### TEXTE SOURCE
'''

2017 : je rouvre pour la première fois le dernier album (achevé) d’Hergé, et la consternation m’envahit… Mais qu’est-ce que c’est que ce dessin bâclé, maladroit, grossier, qui semble l’œuvre d’un faussaire peu talentueux ? Même les aspects « Bob de Moor » de Vol 714 pour Sydney restaient peu ou prou dans les canons de l’œuvre ici on est dans l’approximatif, le n’importe quoi, le vraiment pas beau ! Et ces gros plans exagérant les émotions caricaturales des personnages ! Et ces sourcils en zigzags déformant les traits de nos héros jadis adorés ! Et cette mèche tombante d’un Tintin qui n’a plus aucune prestance avec ses jeans et sa mobylette ! L’histoire même des Picaros est inepte, sans intérêt, écœurante même quand Hergé se pique de nettoyer la Révolution de son aspect sanguinaire : au pays de L’Oreille Cassée, on ne fusille même plus !
D’un autre côté, maigre consolation pour le lecteur accablé, Hergé n’est pas totalement dupe de ce monde moderne où il tient désormais tant à inscrire ses livres : les indiens d’Amazonie sont devenus de tristes alcooliques, et la jungle n’est plus qu’une destination pittoresque pour les touristes européens. Quant à la révolution castriste, elle est une illusion cruelle, mélange d’incompétence et de mépris souverain pour le peuple au nom duquel on prétend combattre (cette fameuse dernière vignette, honneur tardif du livre, sur les bidonvilles inchangés…) : il est d’ailleurs amusant de se souvenir que la presse des années 70 avait vilipendé Hergé pour son manque d’empressement à célébrer le culte du « Che », y voyant la preuve à rebours de son soi-disant collaborationnisme d’antan… alors qu’on ne peut que louer, avec le recul, la lucidité d’Hergé.
Dernier clou enfoncé dans le cercueil de l’un des plus beaux héros du siècle, il y a… l’humour des Picaros… ou plutôt ce qui en tient lieu : c’est gros, c’est lourd, c’est grotesque. Pire encore, c’est – comme dans l’album précédent – inutilement méchant (pensez au personnage de la femme d’Alcazar !) : ce n’est pas, non vraiment pas Tintin…
Tintin et les Picaros se vendra par centaines de milliers d’albums, et Hergé continuera son ascension vers la gloire, récoltant les fruits d’une vie de travail inspiré : il se mariera enfin avec Fanny. Rétroactivement, on aimerait lui souhaiter une vieillesse comblée et heureuse, loin du monstre qu’il a créé et qui l’a dévoré. Mais on sait bien qu’il n’en sera rien.
Eric Debarnot
Tout à fait d’accord. Parmi les grands tintinologues, seul notre ami Numa Sadoul, je crois, défend les « Picaros ».
Je défends l’idée que les esquisses de « L’Alph-Art » laissent présager le retour à un certain classicisme.
Petite coquille à la fin de l’article, la parution de l’album est bien 1976 et non 1963 qui est l’année des BIJOUX !

'''

### DONNÉES FOURNIES
'''

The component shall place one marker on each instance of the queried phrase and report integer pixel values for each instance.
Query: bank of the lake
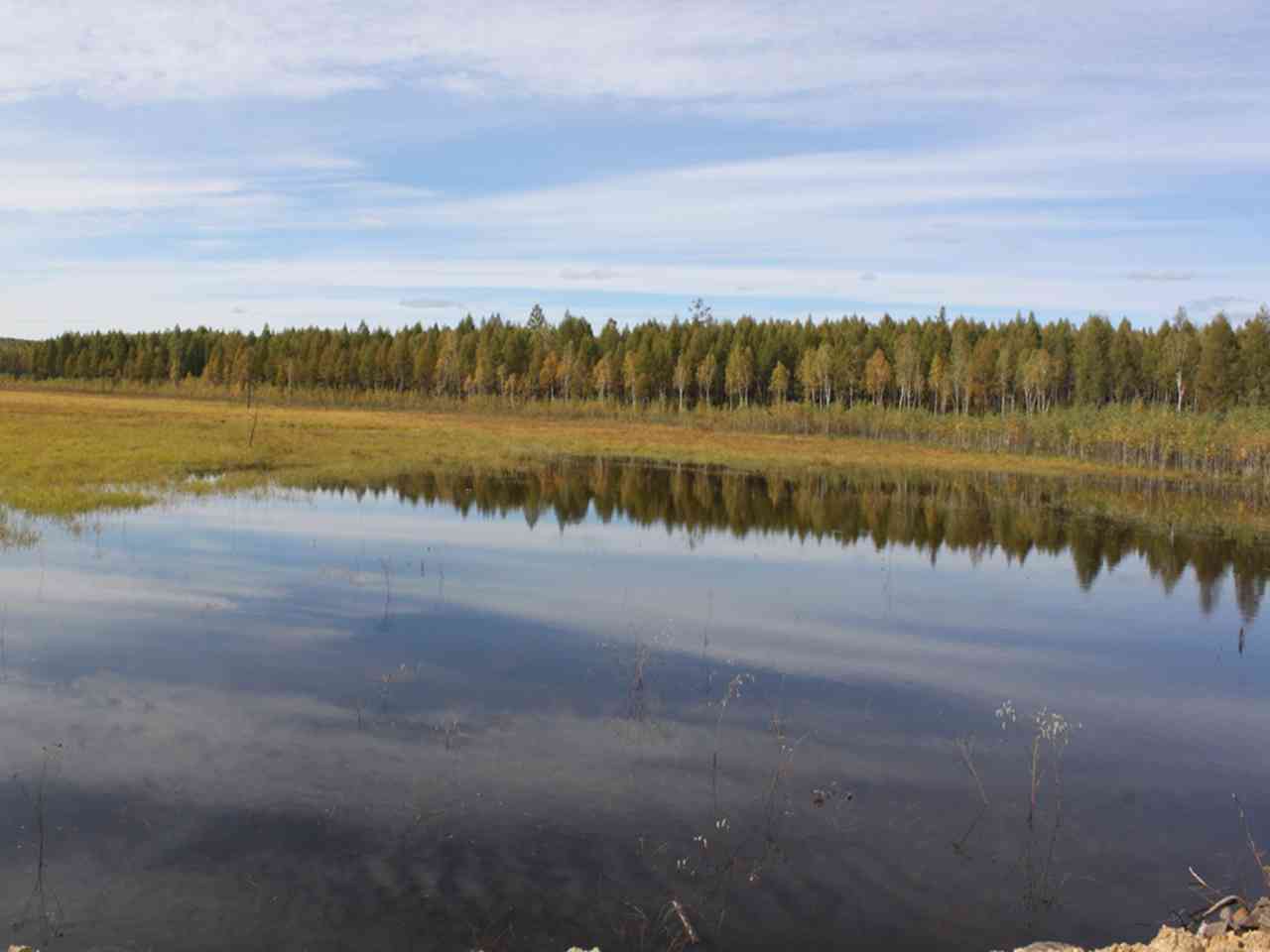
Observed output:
(68, 453)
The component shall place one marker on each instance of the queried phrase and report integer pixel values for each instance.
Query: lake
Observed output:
(602, 703)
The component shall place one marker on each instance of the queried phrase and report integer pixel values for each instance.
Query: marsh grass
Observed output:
(70, 453)
(1047, 735)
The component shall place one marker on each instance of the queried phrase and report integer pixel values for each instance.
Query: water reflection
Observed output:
(971, 513)
(602, 705)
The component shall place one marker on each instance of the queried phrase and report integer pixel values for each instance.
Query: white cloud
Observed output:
(752, 54)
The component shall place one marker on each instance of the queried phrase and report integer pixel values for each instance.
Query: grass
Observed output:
(68, 453)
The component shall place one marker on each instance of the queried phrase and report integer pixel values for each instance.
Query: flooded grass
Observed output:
(72, 453)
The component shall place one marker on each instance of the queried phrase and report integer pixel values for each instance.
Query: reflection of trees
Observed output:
(976, 515)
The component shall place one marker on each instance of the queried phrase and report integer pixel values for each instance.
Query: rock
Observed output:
(1170, 939)
(1260, 915)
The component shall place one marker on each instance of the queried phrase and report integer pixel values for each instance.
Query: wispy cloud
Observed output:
(430, 303)
(403, 154)
(1165, 276)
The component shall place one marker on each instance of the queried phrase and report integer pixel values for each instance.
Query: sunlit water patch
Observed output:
(598, 706)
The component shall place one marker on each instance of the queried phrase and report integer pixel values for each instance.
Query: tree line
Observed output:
(938, 365)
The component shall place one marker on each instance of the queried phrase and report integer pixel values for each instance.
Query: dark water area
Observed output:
(525, 711)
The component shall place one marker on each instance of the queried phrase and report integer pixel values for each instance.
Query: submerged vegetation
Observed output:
(1179, 398)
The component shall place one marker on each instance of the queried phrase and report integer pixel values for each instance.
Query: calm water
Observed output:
(521, 712)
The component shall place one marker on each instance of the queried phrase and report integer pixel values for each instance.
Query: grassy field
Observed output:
(71, 453)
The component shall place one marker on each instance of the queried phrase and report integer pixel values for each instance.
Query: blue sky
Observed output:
(241, 163)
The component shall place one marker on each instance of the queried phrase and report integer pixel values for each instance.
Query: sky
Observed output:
(239, 163)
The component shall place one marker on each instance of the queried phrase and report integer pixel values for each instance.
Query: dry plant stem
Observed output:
(1257, 856)
(689, 932)
(965, 748)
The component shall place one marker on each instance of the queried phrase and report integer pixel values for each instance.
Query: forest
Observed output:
(1175, 397)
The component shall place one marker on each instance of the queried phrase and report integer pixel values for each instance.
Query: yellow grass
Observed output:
(70, 453)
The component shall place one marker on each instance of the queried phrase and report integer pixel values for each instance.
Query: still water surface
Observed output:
(529, 711)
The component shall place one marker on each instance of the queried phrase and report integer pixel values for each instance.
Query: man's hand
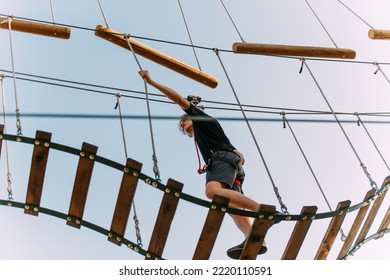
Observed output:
(145, 75)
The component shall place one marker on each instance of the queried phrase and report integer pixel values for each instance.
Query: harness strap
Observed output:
(201, 169)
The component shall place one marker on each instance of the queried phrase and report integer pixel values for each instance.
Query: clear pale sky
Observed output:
(349, 86)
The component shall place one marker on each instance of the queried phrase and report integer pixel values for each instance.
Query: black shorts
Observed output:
(225, 168)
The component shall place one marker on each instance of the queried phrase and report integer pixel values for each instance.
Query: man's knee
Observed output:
(212, 189)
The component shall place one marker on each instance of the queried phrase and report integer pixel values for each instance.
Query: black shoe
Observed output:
(235, 252)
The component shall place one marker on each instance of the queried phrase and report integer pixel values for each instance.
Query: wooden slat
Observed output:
(385, 224)
(333, 229)
(37, 172)
(156, 56)
(377, 34)
(81, 184)
(164, 219)
(257, 234)
(124, 201)
(299, 233)
(211, 228)
(1, 138)
(355, 226)
(50, 30)
(370, 218)
(299, 51)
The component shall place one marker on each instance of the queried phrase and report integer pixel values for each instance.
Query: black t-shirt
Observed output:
(208, 133)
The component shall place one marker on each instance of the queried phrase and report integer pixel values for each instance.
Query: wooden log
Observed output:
(257, 234)
(81, 185)
(211, 228)
(299, 233)
(165, 216)
(124, 201)
(355, 226)
(370, 218)
(300, 51)
(156, 56)
(376, 34)
(49, 30)
(332, 231)
(37, 172)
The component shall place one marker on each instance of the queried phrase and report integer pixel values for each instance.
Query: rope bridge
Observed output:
(131, 176)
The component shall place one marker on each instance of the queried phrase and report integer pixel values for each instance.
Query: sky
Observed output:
(263, 81)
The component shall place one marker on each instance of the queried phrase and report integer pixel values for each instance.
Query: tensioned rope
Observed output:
(154, 156)
(101, 89)
(355, 14)
(380, 70)
(118, 106)
(9, 182)
(232, 21)
(189, 34)
(52, 12)
(18, 121)
(201, 47)
(323, 26)
(372, 182)
(286, 122)
(102, 11)
(360, 122)
(276, 190)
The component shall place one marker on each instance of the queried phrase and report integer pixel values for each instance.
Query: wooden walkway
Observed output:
(366, 212)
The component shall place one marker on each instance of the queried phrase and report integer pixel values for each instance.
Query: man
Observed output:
(224, 172)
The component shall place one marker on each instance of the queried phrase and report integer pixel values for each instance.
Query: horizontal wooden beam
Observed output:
(49, 30)
(156, 56)
(257, 234)
(376, 34)
(300, 51)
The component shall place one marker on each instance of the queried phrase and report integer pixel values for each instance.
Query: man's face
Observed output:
(186, 125)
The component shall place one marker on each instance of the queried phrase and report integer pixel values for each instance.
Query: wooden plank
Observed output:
(124, 201)
(49, 30)
(81, 185)
(356, 225)
(156, 56)
(370, 218)
(257, 233)
(37, 172)
(211, 228)
(299, 233)
(300, 51)
(165, 216)
(377, 34)
(332, 231)
(385, 224)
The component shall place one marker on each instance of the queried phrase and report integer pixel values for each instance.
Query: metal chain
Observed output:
(17, 111)
(135, 216)
(9, 182)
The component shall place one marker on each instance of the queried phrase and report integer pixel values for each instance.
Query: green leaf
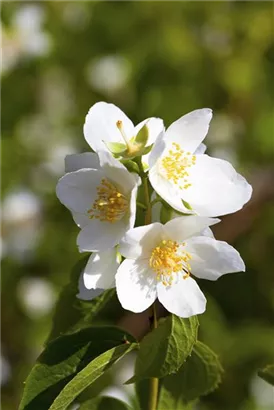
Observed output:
(267, 373)
(89, 374)
(104, 403)
(71, 313)
(199, 375)
(164, 350)
(63, 358)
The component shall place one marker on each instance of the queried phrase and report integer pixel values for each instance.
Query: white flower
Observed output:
(101, 197)
(161, 259)
(99, 272)
(181, 174)
(105, 124)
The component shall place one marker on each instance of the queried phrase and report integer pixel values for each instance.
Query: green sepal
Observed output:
(130, 165)
(142, 136)
(117, 148)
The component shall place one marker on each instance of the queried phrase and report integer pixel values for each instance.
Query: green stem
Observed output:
(144, 178)
(154, 382)
(141, 205)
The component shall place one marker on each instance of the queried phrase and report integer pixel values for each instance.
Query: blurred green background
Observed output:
(151, 58)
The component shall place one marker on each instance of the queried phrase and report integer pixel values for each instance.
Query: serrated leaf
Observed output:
(199, 375)
(164, 350)
(89, 374)
(71, 313)
(267, 374)
(104, 403)
(63, 358)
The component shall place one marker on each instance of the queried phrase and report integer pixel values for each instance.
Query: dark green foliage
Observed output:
(63, 358)
(164, 350)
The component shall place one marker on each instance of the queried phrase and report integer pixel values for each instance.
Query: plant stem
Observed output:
(154, 382)
(143, 176)
(141, 205)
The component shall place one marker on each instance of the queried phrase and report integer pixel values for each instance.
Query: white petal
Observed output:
(86, 294)
(81, 220)
(117, 173)
(201, 149)
(101, 269)
(216, 187)
(132, 207)
(207, 232)
(190, 130)
(85, 160)
(77, 190)
(155, 127)
(212, 259)
(184, 227)
(183, 298)
(100, 126)
(135, 285)
(100, 236)
(167, 191)
(139, 242)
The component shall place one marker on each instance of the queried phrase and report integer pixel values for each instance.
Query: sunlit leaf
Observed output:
(89, 374)
(198, 376)
(63, 358)
(164, 350)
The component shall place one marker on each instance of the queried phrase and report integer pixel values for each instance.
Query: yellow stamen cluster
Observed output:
(175, 165)
(110, 205)
(168, 259)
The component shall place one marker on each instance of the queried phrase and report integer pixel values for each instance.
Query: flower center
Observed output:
(168, 259)
(174, 166)
(110, 205)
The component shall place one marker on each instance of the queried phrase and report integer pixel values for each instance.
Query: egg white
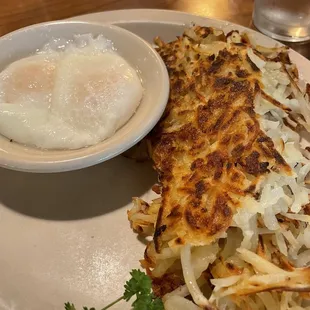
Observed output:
(67, 100)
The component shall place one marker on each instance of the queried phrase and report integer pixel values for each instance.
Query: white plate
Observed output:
(65, 237)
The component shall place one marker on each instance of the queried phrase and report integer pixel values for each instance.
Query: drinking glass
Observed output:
(285, 20)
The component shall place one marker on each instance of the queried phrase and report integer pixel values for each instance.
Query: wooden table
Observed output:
(18, 13)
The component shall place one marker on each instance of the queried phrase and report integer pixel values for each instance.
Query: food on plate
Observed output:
(140, 287)
(69, 95)
(230, 224)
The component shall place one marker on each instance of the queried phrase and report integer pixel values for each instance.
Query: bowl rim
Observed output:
(78, 160)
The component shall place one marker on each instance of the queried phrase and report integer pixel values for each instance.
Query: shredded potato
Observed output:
(256, 253)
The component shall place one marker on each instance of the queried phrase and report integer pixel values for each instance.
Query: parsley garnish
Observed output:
(140, 285)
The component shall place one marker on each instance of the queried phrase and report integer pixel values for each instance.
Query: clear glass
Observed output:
(285, 20)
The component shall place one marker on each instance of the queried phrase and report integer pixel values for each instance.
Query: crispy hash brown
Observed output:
(230, 227)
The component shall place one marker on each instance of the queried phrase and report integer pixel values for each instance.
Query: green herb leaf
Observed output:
(140, 285)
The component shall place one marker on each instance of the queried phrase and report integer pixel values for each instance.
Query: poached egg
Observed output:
(69, 97)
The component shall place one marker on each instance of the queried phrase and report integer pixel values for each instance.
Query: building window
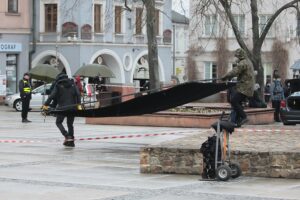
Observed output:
(11, 73)
(210, 70)
(97, 18)
(210, 26)
(263, 20)
(12, 6)
(157, 22)
(118, 19)
(138, 21)
(50, 17)
(240, 22)
(268, 70)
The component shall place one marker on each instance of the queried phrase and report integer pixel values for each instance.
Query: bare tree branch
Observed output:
(272, 19)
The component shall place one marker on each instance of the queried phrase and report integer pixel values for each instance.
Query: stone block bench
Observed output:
(259, 153)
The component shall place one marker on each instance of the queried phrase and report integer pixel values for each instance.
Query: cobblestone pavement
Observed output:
(41, 168)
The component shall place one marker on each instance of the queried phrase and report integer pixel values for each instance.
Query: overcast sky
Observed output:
(184, 9)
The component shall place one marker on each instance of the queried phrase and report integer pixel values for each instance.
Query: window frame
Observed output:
(99, 16)
(139, 21)
(118, 26)
(271, 33)
(157, 22)
(12, 10)
(238, 22)
(213, 26)
(53, 24)
(210, 70)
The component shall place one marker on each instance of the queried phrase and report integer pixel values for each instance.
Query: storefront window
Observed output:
(11, 73)
(12, 6)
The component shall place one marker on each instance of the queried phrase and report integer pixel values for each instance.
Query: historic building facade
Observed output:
(70, 34)
(15, 35)
(180, 45)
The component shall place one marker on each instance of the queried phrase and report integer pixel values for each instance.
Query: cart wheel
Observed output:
(223, 173)
(235, 170)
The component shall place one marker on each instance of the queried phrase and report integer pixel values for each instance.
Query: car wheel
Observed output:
(236, 170)
(18, 105)
(223, 173)
(289, 124)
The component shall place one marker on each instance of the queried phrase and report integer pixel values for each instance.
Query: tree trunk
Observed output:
(257, 64)
(152, 44)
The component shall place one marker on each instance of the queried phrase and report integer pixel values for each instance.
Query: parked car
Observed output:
(290, 107)
(38, 96)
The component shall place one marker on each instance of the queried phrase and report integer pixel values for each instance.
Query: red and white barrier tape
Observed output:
(20, 141)
(95, 138)
(266, 130)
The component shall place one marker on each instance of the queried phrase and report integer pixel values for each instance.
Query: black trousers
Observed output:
(25, 107)
(70, 121)
(236, 104)
(276, 105)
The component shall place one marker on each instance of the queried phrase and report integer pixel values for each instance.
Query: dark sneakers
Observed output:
(243, 121)
(25, 121)
(69, 141)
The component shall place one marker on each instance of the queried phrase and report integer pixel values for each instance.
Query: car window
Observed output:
(41, 89)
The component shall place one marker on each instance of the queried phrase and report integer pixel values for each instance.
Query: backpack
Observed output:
(277, 88)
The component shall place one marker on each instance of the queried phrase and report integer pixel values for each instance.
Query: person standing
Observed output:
(245, 84)
(25, 94)
(277, 94)
(67, 95)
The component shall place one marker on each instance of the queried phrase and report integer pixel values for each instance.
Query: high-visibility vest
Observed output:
(26, 88)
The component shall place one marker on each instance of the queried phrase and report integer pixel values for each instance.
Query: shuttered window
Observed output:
(118, 19)
(97, 18)
(50, 17)
(138, 21)
(12, 6)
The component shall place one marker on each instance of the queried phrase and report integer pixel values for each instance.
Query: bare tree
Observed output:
(224, 8)
(152, 44)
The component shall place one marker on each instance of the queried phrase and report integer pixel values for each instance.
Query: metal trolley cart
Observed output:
(222, 169)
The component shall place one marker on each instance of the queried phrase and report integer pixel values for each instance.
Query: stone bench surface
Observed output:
(264, 151)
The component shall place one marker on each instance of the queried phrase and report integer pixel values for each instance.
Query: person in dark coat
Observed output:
(245, 83)
(67, 95)
(25, 94)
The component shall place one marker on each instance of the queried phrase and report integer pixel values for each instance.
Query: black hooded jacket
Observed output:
(65, 93)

'''

### CONSIGNE
Recopiez mot pour mot le passage de la critique des Picaros qui va de « D’un autre côté, maigre » jusqu'à « la lucidité d’Hergé. » inclus.

### EXERCICE CORRIGÉ
D’un autre côté, maigre consolation pour le lecteur accablé, Hergé n’est pas totalement dupe de ce monde moderne où il tient désormais tant à inscrire ses livres : les indiens d’Amazonie sont devenus de tristes alcooliques, et la jungle n’est plus qu’une destination pittoresque pour les touristes européens. Quant à la révolution castriste, elle est une illusion cruelle, mélange d’incompétence et de mépris souverain pour le peuple au nom duquel on prétend combattre (cette fameuse dernière vignette, honneur tardif du livre, sur les bidonvilles inchangés…) : il est d’ailleurs amusant de se souvenir que la presse des années 70 avait vilipendé Hergé pour son manque d’empressement à célébrer le culte du « Che », y voyant la preuve à rebours de son soi-disant collaborationnisme d’antan… alors qu’on ne peut que louer, avec le recul, la lucidité d’Hergé.